The entries that follow should be duplicated in full, without a single alteration.

Material provided Block Start

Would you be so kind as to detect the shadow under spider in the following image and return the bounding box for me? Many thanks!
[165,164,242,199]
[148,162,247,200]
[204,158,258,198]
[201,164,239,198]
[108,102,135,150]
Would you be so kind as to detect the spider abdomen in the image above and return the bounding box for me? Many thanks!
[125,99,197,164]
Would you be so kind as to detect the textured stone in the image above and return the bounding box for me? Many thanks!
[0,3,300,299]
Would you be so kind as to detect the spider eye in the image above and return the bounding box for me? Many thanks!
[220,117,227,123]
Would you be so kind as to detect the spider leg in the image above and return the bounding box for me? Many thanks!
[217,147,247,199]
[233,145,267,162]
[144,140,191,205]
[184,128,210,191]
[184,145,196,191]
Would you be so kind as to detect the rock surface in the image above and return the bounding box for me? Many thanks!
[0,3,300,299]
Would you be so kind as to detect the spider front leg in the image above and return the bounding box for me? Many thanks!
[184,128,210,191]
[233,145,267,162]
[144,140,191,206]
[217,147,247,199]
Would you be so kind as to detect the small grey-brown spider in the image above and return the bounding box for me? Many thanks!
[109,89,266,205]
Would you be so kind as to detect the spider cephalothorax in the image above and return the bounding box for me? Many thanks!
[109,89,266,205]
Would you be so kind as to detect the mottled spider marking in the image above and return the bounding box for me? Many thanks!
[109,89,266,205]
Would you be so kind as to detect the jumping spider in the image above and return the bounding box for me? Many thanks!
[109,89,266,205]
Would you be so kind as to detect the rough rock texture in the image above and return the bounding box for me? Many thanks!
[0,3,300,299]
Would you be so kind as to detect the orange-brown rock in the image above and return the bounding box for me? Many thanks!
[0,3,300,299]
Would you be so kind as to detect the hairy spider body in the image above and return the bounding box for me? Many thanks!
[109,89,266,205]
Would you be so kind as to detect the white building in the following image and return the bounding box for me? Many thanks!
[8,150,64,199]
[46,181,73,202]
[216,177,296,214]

Material provided Block End

Solution for this task:
Would you be so kind as to detect the shadow under spider in the following image and return the bounding box for me? Many thanks!
[165,164,242,199]
[148,162,247,200]
[204,158,258,198]
[201,164,239,198]
[108,102,135,150]
Would you be so kind as to detect the spider abdomen in the image above and return the bounding box for me? Many thanks!
[125,99,197,164]
Would you be so kind as to detect the textured stone in the image above and return the bounding box for me? Many thanks!
[0,3,300,299]
Would you be so kind as to detect the spider eye in the image above and return the bounding box for me? Many thanks!
[220,117,227,123]
Would you be so kind as to detect the spider leg in the image above and return the bounding box for me? Many thanks!
[217,147,247,199]
[233,145,267,162]
[144,140,191,205]
[184,128,210,191]
[184,145,196,191]
Would you be so kind as to detect the rock surface in the image above and return the bounding box for me? Many thanks!
[0,3,300,299]
Would you be so kind as to detect the spider front leg in the image above and return the bounding box for me? Many thanks!
[184,128,210,191]
[233,145,267,162]
[144,140,191,206]
[217,147,247,199]
Would you be so kind as to detect the small grey-brown spider in the image above and return the bounding box for me? Many thanks!
[109,89,266,205]
Would you be so kind as to detect the spider cephalothorax in the image above and return the bounding box for me? Many thanks!
[109,89,266,205]
Would you be so kind as to detect the mottled spider marking in the image above and return the bounding box for me? Many thanks!
[109,89,266,205]
Would you be so kind as to detect the jumping spider in the image above and return the bounding box for me? Many thanks!
[109,89,266,205]
Would you be so kind as to detect the rough rock texture in the image above and return the bounding box for me? Many thanks!
[0,3,300,299]
Would you be so kind as to detect the orange-brown rock in the image above and return the bounding box for me? Many thanks!
[0,3,300,299]
Would you be so kind as to detect the hairy spider body in the image above and return the bounding box for me? Many thanks!
[109,89,266,205]
Would you be so kind as to detect the white building in the following image and return the bounding box for me? Many thanks!
[8,150,64,199]
[46,181,73,202]
[216,177,296,214]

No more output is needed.